-- start DATA SUPPLIED --

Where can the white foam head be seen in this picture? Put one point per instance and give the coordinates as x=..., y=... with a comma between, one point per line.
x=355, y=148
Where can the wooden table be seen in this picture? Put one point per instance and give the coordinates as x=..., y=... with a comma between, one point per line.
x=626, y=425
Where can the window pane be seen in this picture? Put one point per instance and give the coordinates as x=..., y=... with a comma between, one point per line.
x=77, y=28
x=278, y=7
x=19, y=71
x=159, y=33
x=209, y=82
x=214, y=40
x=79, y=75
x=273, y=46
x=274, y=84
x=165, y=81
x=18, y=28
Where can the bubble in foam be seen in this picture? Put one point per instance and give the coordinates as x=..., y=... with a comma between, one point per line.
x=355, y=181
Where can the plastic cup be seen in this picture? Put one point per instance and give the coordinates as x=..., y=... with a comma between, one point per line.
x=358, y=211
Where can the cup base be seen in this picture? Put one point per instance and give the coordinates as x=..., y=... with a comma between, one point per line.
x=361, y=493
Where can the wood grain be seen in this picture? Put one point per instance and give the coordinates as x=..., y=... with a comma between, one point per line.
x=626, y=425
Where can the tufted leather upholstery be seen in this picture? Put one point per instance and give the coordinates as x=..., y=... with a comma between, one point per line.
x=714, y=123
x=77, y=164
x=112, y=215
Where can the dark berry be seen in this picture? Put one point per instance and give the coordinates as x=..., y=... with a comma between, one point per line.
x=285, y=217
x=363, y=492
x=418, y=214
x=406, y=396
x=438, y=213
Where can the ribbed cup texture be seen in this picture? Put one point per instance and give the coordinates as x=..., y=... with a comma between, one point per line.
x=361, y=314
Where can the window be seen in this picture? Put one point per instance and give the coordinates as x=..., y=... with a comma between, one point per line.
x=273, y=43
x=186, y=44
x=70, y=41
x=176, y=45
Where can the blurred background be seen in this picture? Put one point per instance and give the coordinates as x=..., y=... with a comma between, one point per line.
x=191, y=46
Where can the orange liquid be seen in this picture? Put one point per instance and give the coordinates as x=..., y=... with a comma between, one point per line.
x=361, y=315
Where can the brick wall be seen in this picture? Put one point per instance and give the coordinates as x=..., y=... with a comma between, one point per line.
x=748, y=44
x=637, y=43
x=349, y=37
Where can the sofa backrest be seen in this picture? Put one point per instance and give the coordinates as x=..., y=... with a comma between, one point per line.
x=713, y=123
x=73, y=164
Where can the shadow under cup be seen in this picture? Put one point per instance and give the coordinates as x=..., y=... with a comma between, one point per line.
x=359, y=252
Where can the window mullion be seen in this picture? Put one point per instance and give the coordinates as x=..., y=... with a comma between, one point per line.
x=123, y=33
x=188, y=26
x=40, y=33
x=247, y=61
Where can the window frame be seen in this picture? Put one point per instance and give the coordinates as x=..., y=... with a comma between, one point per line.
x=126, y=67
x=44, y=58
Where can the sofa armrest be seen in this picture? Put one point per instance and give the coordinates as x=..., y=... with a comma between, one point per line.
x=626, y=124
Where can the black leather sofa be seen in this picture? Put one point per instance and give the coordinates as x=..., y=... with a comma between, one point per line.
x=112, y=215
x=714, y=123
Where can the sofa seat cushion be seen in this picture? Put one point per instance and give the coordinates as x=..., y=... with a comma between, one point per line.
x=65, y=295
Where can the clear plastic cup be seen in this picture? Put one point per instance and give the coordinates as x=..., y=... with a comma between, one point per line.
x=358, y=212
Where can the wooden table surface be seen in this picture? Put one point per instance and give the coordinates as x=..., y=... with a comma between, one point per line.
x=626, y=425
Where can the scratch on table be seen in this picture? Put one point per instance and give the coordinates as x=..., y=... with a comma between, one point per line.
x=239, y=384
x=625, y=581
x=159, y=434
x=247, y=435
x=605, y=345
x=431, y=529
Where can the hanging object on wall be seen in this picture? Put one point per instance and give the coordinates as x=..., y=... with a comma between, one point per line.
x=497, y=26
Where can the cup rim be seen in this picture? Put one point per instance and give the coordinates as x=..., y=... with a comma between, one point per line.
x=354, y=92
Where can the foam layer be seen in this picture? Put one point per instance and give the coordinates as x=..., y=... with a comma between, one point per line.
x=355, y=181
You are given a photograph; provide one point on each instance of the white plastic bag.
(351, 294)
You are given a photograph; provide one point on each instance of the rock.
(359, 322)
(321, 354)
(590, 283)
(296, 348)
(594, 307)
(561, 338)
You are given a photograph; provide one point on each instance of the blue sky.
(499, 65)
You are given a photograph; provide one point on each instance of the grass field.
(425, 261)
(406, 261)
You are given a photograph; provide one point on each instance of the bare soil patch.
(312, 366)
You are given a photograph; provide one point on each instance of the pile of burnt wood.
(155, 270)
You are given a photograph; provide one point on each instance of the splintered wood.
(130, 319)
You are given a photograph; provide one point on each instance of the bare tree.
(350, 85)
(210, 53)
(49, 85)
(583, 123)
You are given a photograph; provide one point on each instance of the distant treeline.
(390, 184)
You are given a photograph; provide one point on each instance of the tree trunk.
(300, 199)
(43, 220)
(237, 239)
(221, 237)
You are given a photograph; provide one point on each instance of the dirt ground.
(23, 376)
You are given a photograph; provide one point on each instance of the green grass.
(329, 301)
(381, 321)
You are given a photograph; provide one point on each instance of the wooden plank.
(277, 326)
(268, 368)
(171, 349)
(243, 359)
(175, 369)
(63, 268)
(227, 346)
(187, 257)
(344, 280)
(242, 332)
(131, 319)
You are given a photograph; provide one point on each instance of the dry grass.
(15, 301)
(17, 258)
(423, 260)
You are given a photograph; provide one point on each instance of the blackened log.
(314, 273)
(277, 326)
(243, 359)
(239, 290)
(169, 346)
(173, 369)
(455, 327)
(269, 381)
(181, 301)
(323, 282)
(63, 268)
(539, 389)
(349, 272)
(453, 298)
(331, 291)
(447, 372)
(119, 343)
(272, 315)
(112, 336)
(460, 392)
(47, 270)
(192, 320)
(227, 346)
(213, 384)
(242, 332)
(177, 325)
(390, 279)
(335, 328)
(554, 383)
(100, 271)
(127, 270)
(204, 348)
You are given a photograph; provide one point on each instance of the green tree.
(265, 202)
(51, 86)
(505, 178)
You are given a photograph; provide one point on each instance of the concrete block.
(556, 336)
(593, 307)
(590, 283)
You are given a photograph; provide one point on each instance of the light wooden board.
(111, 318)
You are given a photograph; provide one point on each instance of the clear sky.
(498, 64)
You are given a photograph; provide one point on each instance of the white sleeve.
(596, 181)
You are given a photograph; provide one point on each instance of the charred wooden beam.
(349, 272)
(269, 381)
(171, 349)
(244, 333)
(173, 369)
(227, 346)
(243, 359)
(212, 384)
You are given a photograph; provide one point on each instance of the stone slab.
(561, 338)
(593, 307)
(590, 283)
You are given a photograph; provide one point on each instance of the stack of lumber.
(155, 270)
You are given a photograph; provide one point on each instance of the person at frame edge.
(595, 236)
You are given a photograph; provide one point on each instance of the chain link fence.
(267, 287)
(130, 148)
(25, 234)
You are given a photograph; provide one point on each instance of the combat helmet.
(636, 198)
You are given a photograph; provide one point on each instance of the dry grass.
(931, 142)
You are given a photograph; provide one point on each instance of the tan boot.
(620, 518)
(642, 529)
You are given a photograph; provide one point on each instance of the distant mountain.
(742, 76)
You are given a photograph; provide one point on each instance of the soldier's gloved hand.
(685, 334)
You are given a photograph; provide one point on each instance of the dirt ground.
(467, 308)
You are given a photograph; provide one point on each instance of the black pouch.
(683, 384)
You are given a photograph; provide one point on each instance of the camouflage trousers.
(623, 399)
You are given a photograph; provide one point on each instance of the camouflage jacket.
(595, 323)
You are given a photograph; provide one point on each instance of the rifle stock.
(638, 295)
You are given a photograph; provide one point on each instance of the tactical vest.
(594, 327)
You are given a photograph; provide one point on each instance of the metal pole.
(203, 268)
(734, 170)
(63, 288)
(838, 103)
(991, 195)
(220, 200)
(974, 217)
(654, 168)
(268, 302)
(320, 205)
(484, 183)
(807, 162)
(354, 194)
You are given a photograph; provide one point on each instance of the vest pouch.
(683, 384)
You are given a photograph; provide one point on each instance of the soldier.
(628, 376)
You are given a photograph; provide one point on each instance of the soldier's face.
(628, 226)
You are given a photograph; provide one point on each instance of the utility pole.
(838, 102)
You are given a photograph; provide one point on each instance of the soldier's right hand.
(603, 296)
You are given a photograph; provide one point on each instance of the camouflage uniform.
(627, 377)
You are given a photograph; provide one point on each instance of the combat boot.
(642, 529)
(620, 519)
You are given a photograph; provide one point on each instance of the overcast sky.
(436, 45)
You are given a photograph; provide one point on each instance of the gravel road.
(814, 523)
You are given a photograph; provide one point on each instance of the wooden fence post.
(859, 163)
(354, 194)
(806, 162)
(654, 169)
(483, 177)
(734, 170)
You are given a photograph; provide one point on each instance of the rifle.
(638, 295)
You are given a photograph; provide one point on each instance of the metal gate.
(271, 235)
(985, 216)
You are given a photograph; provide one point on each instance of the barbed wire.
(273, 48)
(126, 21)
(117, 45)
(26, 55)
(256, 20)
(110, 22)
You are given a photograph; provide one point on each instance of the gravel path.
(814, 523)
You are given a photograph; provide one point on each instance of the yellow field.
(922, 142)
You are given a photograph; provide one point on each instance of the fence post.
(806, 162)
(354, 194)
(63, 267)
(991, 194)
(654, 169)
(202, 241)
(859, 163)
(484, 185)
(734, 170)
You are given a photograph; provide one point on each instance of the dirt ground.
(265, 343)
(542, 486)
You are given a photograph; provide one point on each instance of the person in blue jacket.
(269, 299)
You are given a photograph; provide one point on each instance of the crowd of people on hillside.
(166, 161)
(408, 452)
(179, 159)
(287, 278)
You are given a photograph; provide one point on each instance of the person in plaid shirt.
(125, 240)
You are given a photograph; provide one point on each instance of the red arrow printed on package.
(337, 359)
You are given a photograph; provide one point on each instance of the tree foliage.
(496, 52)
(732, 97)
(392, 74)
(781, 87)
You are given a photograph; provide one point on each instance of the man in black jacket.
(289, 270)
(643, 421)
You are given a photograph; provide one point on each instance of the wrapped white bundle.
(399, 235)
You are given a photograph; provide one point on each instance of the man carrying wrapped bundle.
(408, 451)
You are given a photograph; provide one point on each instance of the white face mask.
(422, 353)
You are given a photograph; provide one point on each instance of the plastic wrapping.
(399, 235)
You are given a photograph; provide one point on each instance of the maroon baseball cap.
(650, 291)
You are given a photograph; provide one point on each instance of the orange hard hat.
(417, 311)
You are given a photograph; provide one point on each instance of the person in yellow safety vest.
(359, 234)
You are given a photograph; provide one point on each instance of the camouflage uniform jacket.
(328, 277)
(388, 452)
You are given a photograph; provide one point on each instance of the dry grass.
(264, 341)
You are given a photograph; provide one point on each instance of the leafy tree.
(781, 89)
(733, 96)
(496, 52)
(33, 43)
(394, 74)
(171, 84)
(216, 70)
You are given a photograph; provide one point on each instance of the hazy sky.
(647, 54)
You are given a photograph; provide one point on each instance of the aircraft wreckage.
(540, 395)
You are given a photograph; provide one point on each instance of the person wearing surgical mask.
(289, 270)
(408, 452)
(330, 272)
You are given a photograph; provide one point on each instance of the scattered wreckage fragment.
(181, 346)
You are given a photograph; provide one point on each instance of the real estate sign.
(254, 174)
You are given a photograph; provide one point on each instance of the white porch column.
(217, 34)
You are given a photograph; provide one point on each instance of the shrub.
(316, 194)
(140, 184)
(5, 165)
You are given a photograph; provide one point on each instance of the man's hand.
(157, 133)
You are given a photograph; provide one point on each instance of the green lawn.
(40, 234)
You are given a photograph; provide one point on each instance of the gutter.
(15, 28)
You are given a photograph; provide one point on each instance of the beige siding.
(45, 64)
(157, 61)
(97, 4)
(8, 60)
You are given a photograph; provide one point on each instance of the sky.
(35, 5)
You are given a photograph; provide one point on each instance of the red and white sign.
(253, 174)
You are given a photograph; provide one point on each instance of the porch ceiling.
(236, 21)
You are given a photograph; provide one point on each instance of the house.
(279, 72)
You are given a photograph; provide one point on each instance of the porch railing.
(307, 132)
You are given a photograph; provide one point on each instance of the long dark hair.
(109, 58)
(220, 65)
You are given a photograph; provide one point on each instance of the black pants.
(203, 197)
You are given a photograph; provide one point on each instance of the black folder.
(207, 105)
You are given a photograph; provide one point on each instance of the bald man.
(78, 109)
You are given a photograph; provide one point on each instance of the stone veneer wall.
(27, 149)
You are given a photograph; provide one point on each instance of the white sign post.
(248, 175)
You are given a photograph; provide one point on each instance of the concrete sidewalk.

-- end DATA SUPPLIED --

→ **THE EXERCISE**: Beginning at the line containing "the black pants.", repeat each line exactly through the last line of the entries, and include no other lines.

→ **IN RESPONSE**:
You are given a photograph; provide one point on each instance of the black pants.
(203, 197)
You are given a photograph; provide one point on each instance of the black folder.
(207, 105)
You are given a photograph; provide one point on each instance of the bald man.
(78, 109)
You are given a photograph; provide one point on each instance of the stone veneer wall.
(27, 149)
You are given a photograph; provide one point on each instance of the white sign post.
(248, 175)
You are given a photograph; provide one point on each instance of the concrete sidewalk.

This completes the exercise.